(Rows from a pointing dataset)
--------------------------------

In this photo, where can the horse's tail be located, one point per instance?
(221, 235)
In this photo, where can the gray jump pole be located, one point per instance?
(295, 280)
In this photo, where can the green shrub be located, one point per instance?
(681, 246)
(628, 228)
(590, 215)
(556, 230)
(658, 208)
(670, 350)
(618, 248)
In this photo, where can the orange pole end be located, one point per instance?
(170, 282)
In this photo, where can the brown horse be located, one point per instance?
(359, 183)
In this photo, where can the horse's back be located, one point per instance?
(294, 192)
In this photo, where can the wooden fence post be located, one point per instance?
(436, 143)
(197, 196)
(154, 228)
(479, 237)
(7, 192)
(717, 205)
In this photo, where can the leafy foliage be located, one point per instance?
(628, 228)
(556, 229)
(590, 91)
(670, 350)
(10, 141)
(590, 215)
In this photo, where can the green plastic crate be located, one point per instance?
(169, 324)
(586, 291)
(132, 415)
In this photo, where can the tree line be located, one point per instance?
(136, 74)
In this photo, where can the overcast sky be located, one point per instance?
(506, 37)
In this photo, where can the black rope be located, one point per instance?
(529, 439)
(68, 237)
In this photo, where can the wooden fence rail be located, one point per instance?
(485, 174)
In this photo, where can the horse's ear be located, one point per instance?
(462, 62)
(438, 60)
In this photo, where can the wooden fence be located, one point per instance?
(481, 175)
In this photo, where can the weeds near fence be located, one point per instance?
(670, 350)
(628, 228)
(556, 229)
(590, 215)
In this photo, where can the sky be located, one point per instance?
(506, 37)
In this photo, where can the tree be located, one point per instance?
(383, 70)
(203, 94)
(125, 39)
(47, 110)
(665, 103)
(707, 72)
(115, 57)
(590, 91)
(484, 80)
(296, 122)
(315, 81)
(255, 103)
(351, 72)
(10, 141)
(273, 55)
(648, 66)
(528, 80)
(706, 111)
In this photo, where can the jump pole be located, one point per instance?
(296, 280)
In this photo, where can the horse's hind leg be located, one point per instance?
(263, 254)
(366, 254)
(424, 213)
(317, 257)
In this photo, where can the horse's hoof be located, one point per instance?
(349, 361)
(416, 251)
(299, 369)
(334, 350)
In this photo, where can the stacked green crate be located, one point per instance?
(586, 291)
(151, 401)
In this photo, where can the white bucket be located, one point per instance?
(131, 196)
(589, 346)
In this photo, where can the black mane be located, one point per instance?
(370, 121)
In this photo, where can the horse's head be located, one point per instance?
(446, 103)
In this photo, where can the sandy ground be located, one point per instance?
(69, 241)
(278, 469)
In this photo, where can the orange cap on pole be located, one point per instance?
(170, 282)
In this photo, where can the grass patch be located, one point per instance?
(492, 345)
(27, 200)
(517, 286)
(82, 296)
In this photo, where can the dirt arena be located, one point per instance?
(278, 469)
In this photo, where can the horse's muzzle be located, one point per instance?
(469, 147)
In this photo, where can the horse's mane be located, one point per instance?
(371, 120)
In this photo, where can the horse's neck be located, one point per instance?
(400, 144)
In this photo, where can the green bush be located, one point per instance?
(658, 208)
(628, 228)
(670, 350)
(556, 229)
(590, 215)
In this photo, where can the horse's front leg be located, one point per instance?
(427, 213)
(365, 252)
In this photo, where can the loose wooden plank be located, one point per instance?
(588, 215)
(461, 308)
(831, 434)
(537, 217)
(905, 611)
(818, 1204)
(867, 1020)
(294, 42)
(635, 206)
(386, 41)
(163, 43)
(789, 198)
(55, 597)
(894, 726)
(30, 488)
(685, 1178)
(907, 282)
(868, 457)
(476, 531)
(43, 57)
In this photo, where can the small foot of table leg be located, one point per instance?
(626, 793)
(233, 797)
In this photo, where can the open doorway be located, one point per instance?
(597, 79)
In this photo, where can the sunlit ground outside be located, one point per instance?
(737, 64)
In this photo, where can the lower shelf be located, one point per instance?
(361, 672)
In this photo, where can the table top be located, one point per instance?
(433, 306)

--------------------------------

→ Given exercise: Each line of the listing above should be output exactly.

→ Solution below:
In this photo, where can the horse's tail be located, one point per instance?
(221, 235)
In this photo, where can the gray jump pole be located, one point per instance?
(295, 280)
In this photo, where can the green shrub be located, one point per instance?
(681, 246)
(628, 228)
(590, 215)
(556, 230)
(658, 208)
(670, 350)
(618, 248)
In this photo, where can the orange pole end be located, one point per instance?
(170, 282)
In this photo, where can the brown horse be located, one point per instance?
(359, 183)
In this photo, where can the horse's back be located, one point per instance?
(294, 192)
In this photo, where can the wooden fence post be located, one point per instance?
(436, 143)
(197, 196)
(154, 228)
(479, 237)
(7, 192)
(717, 205)
In this photo, where can the leafy foliage be located, one point per instance?
(628, 228)
(556, 229)
(590, 91)
(670, 350)
(10, 141)
(590, 215)
In this photo, where can the green plastic crate be located, one point per instance?
(169, 324)
(586, 291)
(132, 415)
In this photo, where can the tree line be located, one point per instance?
(136, 74)
In this photo, where can the overcast sky be located, one point per instance?
(506, 37)
In this photo, where can the black rope be located, one point per instance?
(529, 439)
(68, 237)
In this photo, where can the wooden fence rail be located, one point per instance?
(485, 174)
In this photo, where can the horse's ear be located, one point per instance?
(462, 62)
(438, 60)
In this photo, where can the wooden fence be located, one point per instance?
(481, 175)
In this photo, where can the weeds near fence be located, one point per instance?
(670, 350)
(628, 228)
(556, 229)
(590, 215)
In this photo, where can the sky be located, one point per instance?
(506, 37)
In this photo, where can the tree be located, one point per instance?
(383, 70)
(203, 94)
(125, 39)
(47, 110)
(665, 103)
(707, 72)
(115, 57)
(590, 91)
(484, 80)
(296, 122)
(315, 81)
(255, 103)
(351, 72)
(10, 141)
(273, 55)
(648, 66)
(528, 80)
(706, 111)
In this photo, where can the jump pole be located, one point per instance?
(296, 280)
In this photo, where can the horse's hind leg be located, one point per instance?
(263, 254)
(366, 254)
(424, 213)
(317, 257)
In this photo, where can the horse's hoof be located, one point per instance?
(349, 361)
(416, 251)
(299, 369)
(334, 350)
In this photo, where can the stacked green crate be located, one point per instance?
(586, 291)
(151, 401)
In this photo, where can the white bucket be located, one point per instance?
(131, 196)
(589, 346)
In this photo, where can the black mane be located, one point per instance?
(370, 121)
In this photo, where can the horse's head be located, one point per instance?
(446, 103)
In this photo, where can the sandy ground be located, one point per instance?
(69, 241)
(278, 469)
In this photo, where can the orange cap on pole be located, one point per instance?
(170, 282)
In this photo, where can the grass patch be located, one point per instance?
(492, 345)
(27, 200)
(517, 286)
(82, 296)
In this photo, where can the dirt arena be located, one point per instance?
(278, 469)
In this photo, where can the horse's muzzle be located, one point per instance?
(469, 147)
In this photo, where can the horse's mane be located, one point per instance?
(371, 120)
In this photo, where can the horse's neck be located, one point per instance?
(400, 144)
In this photo, where can the green bush be located, one point per instance?
(658, 208)
(628, 228)
(670, 350)
(556, 229)
(590, 215)
In this photo, where can the horse's front leg be located, one point per instance?
(427, 213)
(365, 252)
In this photo, where can the loose wooden plank be located, one point per instance?
(588, 215)
(461, 308)
(831, 434)
(537, 217)
(905, 611)
(818, 1204)
(867, 1020)
(294, 42)
(635, 206)
(386, 41)
(163, 43)
(789, 198)
(55, 597)
(894, 726)
(30, 488)
(685, 1178)
(907, 282)
(868, 457)
(476, 531)
(43, 57)
In this photo, where can the small foot of table leg be located, one point per instance?
(626, 793)
(233, 797)
In this photo, where can the open doorway be located, one point per instance?
(597, 79)
In this photo, where can the sunlit ground outside be located, one point per instance?
(737, 64)
In this photo, where can the lower shelf be located, one point per instance?
(361, 672)
In this photo, where can the table top be located, one point per instance?
(433, 306)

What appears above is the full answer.